• **Task**: Lines before the one containing "Can you see the cyclist's" are excluded; retype that line and all remaining lines of the material exactly.

• **Data shown**:
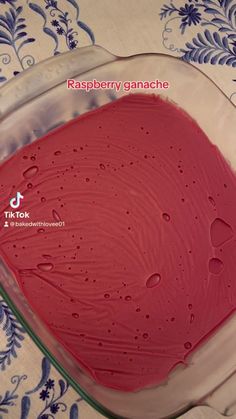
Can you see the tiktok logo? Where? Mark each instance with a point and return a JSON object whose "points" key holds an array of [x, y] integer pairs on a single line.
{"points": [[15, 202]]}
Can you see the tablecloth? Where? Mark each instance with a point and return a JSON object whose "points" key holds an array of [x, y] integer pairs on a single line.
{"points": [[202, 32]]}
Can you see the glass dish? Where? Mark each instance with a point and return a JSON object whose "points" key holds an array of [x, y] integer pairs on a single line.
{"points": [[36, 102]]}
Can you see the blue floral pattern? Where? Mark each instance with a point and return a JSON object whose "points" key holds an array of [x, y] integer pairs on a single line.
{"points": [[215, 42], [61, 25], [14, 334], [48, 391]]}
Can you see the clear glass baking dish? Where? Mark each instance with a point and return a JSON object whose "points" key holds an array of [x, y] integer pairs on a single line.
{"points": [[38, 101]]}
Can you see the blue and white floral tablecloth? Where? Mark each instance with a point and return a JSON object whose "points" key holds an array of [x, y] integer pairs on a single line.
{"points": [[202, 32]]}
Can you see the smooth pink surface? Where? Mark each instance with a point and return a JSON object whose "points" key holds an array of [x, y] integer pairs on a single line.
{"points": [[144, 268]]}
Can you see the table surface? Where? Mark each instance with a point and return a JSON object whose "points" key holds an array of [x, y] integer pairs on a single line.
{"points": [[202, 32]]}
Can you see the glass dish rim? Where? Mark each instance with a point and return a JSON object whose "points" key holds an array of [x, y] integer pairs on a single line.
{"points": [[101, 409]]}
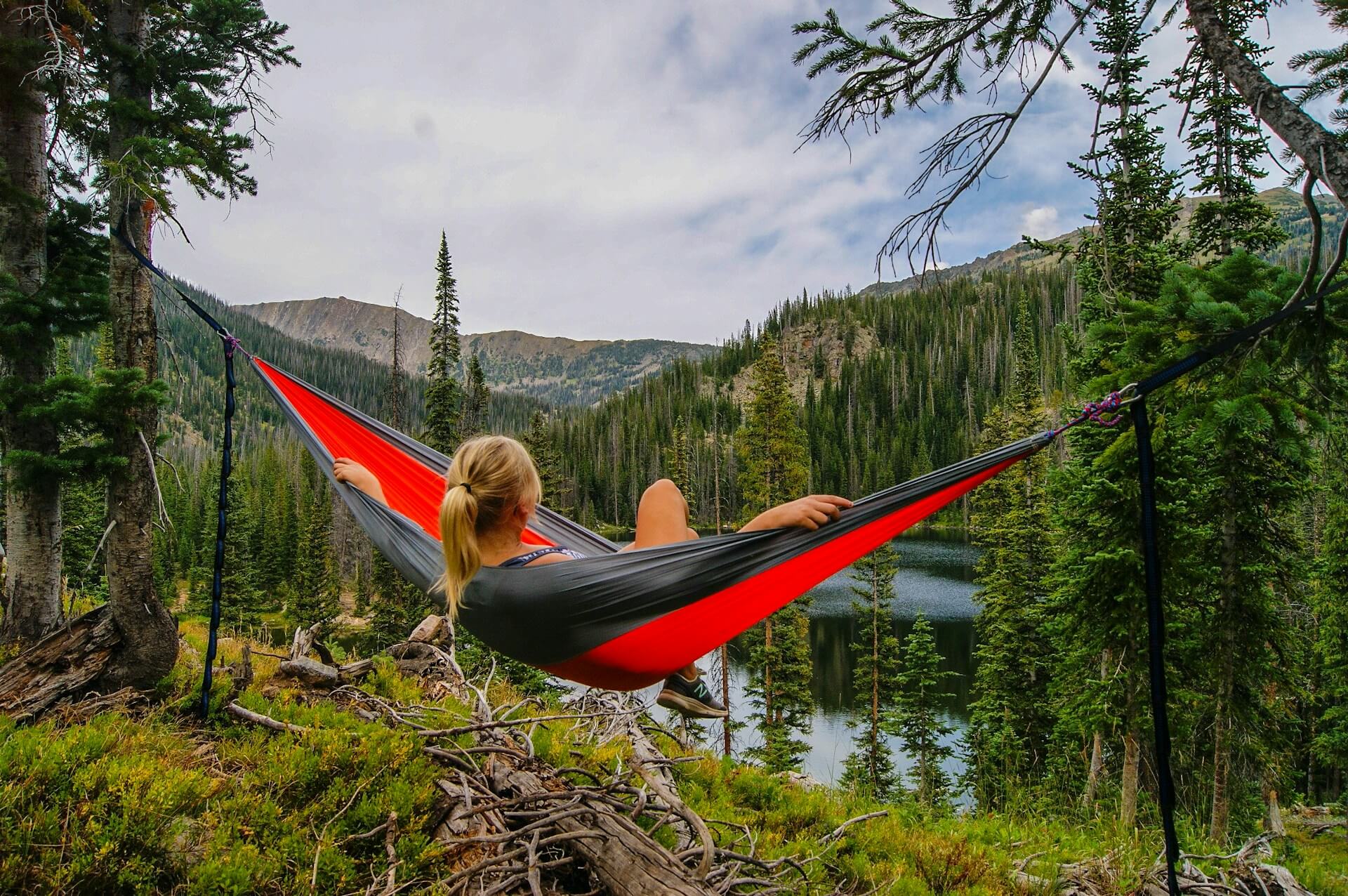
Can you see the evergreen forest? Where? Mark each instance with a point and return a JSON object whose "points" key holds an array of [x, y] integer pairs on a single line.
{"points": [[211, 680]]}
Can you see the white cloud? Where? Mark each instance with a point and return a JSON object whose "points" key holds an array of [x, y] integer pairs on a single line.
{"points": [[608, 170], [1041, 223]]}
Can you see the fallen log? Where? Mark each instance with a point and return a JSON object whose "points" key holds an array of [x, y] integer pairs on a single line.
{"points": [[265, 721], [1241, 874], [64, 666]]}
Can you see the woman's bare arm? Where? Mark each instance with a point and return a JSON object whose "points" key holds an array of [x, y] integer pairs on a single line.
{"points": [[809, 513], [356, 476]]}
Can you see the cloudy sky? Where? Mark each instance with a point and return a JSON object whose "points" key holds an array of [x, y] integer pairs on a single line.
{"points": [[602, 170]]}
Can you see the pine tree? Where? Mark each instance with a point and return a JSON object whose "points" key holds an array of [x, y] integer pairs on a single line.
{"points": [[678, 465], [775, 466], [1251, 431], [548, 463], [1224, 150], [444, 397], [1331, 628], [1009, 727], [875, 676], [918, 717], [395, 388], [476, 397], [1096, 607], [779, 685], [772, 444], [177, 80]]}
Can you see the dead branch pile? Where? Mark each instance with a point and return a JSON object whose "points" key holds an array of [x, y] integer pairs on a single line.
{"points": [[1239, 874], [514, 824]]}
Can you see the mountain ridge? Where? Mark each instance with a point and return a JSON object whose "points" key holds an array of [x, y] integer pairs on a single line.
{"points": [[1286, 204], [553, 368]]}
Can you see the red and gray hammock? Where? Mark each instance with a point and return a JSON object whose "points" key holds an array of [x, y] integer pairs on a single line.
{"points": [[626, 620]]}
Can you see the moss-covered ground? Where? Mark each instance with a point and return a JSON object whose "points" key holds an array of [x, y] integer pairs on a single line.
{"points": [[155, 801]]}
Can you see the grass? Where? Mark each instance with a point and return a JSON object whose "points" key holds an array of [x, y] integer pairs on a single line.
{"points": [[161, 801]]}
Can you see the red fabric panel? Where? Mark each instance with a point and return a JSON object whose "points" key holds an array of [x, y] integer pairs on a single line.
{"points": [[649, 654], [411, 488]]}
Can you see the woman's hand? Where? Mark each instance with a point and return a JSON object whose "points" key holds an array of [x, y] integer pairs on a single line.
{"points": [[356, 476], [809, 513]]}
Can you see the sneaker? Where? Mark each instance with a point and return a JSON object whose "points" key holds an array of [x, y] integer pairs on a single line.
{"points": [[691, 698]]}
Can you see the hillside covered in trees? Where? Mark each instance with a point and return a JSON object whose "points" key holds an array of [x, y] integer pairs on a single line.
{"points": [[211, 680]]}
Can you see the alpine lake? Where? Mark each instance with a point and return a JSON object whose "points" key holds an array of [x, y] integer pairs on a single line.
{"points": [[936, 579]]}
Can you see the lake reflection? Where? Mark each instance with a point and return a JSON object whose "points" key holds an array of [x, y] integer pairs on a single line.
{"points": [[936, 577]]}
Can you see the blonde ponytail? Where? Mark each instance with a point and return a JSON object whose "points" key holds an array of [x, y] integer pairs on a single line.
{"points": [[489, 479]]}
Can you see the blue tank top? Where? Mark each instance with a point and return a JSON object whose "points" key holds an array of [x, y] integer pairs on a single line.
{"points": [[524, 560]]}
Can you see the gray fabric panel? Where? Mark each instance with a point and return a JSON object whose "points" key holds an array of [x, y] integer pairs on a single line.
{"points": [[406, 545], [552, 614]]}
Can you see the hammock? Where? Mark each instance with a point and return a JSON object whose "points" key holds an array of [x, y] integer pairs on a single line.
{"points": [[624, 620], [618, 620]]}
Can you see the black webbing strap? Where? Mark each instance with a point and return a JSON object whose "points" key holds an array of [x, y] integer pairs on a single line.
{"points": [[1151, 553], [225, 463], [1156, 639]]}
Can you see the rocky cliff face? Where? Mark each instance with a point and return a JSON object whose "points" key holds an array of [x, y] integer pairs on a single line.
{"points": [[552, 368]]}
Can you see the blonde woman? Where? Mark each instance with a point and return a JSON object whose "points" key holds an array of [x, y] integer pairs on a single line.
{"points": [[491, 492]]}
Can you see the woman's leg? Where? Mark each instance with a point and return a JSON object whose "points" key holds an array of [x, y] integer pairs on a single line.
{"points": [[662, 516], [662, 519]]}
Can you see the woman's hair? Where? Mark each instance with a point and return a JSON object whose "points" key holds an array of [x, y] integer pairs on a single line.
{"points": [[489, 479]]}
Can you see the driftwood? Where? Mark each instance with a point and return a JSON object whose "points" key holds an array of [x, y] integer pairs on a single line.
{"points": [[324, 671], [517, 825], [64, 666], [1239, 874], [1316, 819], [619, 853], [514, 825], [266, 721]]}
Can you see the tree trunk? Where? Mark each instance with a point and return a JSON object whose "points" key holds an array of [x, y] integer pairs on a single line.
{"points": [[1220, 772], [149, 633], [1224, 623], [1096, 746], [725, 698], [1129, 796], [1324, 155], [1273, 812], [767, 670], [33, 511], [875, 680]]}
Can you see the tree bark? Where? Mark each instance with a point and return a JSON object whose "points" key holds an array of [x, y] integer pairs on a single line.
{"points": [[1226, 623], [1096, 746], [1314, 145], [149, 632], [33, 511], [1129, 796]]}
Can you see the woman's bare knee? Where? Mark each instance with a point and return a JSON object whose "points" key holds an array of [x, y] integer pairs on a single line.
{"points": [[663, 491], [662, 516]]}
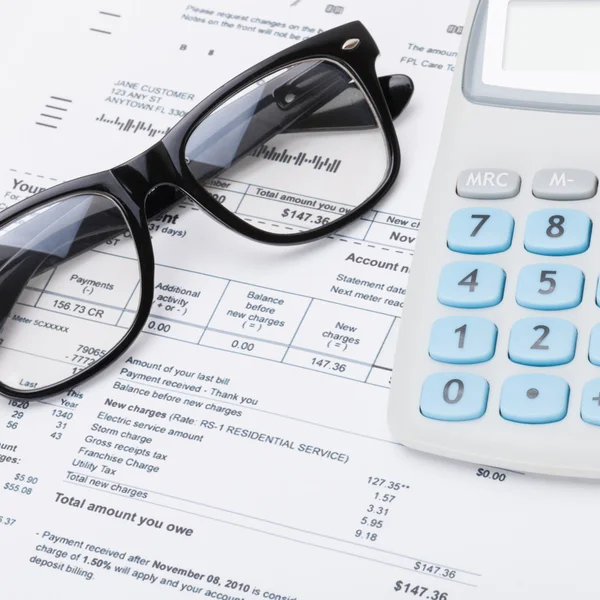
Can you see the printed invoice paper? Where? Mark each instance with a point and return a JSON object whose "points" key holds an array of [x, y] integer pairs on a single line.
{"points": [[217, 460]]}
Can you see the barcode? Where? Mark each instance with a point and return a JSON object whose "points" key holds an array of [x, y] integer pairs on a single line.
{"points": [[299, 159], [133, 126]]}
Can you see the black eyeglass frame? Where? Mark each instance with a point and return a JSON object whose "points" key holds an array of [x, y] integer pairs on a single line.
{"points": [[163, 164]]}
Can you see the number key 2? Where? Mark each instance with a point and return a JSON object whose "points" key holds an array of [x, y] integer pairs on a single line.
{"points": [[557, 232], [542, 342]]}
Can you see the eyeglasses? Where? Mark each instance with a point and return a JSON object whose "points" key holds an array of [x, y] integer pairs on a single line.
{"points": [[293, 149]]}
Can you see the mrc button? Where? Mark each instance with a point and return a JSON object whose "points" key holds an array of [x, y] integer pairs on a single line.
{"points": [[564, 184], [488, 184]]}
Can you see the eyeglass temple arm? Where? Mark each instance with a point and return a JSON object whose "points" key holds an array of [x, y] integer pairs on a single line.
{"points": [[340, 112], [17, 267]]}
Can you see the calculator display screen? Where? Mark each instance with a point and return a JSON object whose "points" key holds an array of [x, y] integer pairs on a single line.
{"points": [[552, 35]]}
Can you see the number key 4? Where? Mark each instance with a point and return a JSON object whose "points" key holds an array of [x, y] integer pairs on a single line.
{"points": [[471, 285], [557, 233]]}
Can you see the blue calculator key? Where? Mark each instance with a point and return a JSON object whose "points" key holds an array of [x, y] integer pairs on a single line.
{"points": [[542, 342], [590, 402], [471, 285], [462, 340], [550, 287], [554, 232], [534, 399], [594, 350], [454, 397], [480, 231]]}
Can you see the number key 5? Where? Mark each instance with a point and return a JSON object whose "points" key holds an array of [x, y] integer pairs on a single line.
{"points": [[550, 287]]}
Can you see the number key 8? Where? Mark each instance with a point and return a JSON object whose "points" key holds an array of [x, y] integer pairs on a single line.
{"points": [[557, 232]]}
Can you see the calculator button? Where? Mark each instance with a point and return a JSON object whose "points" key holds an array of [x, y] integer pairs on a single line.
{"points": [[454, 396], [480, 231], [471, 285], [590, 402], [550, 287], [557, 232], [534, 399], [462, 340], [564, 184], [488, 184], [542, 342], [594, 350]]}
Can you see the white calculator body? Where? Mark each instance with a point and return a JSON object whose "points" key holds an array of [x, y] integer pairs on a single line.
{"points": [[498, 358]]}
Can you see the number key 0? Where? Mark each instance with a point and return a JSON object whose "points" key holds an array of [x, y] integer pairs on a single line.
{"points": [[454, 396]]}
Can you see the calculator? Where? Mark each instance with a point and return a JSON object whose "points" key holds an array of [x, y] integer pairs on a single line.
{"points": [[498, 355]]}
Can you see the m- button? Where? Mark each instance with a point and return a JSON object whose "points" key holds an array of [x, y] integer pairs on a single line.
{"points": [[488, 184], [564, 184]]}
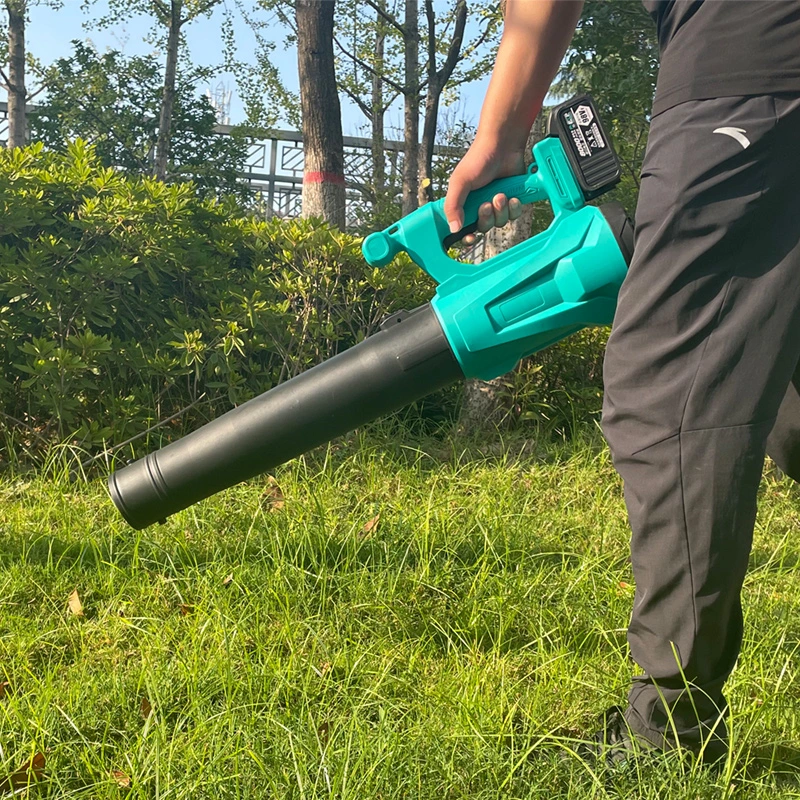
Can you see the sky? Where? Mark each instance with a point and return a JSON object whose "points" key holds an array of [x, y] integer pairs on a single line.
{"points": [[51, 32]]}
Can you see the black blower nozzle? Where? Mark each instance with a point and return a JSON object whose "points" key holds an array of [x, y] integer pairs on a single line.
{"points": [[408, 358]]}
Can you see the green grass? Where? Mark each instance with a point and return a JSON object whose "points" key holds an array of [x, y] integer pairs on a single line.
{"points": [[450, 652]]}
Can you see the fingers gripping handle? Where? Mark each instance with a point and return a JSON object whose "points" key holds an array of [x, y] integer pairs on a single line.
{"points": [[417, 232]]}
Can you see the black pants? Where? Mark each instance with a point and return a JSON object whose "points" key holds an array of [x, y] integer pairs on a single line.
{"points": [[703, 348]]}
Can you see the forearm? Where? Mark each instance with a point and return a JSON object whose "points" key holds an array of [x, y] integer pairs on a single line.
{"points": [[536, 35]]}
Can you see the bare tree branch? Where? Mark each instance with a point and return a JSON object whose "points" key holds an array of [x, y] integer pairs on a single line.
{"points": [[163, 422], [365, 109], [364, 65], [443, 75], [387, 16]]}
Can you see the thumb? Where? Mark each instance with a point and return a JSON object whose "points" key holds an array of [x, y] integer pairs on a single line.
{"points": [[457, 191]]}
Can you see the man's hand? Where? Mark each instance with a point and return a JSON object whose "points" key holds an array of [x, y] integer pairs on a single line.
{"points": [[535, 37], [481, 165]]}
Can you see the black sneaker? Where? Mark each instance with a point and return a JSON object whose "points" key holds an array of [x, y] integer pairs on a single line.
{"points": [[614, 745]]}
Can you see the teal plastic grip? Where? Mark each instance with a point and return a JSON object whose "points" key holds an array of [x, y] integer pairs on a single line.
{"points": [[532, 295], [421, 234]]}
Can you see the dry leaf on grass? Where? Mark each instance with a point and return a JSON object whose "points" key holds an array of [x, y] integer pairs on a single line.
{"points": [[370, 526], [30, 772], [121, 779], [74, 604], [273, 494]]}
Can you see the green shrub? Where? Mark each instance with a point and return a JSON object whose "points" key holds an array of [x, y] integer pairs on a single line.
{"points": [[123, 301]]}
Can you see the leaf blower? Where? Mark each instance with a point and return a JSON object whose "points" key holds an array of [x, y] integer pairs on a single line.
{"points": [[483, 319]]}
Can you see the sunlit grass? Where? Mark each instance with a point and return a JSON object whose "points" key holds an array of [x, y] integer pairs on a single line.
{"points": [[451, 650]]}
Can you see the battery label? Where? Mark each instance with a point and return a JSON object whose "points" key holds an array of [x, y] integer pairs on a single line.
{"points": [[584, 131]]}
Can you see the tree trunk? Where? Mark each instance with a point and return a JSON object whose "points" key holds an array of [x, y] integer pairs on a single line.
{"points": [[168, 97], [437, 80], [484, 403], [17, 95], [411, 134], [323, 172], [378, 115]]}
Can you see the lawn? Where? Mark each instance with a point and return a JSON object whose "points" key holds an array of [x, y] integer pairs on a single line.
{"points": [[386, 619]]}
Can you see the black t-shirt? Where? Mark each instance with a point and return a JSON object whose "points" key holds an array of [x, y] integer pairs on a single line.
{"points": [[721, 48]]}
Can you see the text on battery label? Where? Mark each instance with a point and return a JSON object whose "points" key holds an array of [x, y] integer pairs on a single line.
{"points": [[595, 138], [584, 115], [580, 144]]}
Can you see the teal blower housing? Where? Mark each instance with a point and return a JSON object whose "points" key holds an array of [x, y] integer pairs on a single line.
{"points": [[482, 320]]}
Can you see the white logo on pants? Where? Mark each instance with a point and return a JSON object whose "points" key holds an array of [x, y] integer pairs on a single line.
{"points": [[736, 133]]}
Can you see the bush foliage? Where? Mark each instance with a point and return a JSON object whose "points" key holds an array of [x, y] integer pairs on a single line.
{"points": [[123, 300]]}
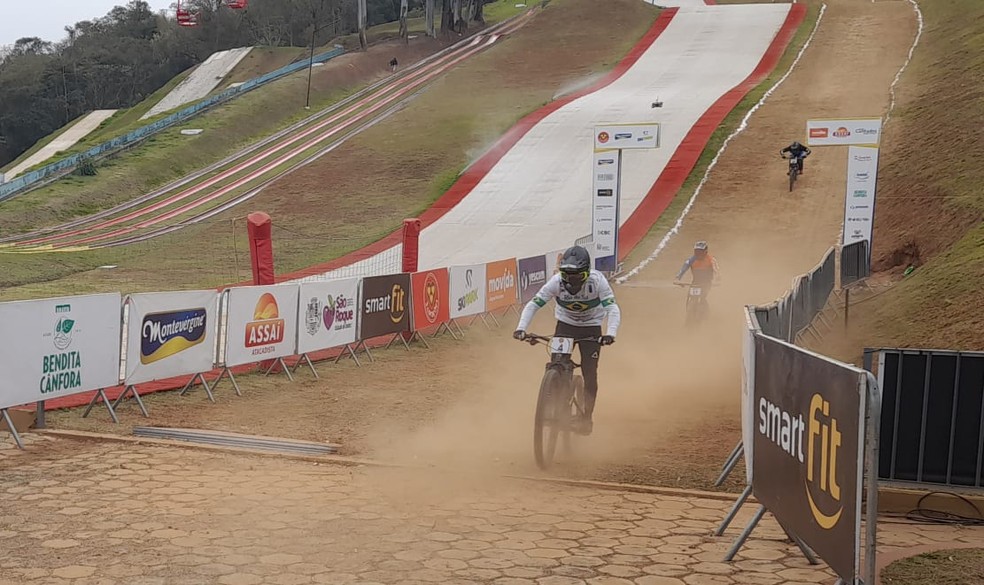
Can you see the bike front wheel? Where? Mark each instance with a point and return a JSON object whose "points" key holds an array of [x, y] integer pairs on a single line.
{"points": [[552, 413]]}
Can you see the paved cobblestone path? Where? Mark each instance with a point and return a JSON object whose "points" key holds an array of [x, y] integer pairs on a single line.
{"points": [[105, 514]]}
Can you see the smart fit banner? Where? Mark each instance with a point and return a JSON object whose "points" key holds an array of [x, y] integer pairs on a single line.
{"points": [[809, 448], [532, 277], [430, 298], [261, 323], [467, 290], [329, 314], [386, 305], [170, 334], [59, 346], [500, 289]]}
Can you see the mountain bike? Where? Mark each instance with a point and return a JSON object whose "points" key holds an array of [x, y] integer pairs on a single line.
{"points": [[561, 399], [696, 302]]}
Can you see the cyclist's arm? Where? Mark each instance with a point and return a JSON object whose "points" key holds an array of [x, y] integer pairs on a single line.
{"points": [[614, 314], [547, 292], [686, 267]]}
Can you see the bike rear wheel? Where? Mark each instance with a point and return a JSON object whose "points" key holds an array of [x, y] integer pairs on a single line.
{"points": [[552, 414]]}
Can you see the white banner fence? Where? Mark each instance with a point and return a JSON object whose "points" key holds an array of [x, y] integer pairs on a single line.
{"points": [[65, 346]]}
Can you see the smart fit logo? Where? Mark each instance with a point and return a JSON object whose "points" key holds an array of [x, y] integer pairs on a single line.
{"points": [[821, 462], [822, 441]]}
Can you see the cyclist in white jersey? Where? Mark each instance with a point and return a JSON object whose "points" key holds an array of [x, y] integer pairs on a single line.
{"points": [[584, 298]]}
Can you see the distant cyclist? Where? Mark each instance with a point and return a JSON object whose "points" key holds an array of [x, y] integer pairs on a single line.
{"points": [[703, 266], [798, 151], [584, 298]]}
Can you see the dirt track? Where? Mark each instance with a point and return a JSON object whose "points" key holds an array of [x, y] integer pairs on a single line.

• **Solution to the exercise**:
Can you see the cyclist's arm? Where? Mark each instance with a point and return a JSON object whose "points" key holds an array of [x, y] integer pairs on a single line.
{"points": [[614, 314], [547, 292], [686, 267]]}
Can you see the bike rear wheel? Where? Mark each instance with a point and return a JSON object whose "points" key holds an array of [x, y] integer pairs on a single line.
{"points": [[552, 414]]}
Can you see the white banner fence? Where? Mark each instance with a point and return a JSON object whose "points" key holds an array of [x, y] integer pairs on a single line.
{"points": [[65, 346]]}
Can you see the smart fit logo? Where? Mark each instance with a point and return a JSON object whose "points" key holds an array of [x, y] integer pairs on a single line.
{"points": [[821, 462], [822, 441]]}
Can you see the cyclist in white jersey? Where? Mark each instance with a point and return a JSON object whose "points" key holds an array of [x, y] integer pairs on a single line.
{"points": [[584, 298]]}
Can you see the distant cyclist? Where? Mark each instance with a point and return a JSON object whose "points" key holds an array of [x, y] integer pairs on a single line.
{"points": [[703, 266], [798, 151], [584, 298]]}
Can you see the dirt track? Where? Mark each instance with a point and return a JSON object whose "points" key holds an array of [x, y] integer pairs on a single line.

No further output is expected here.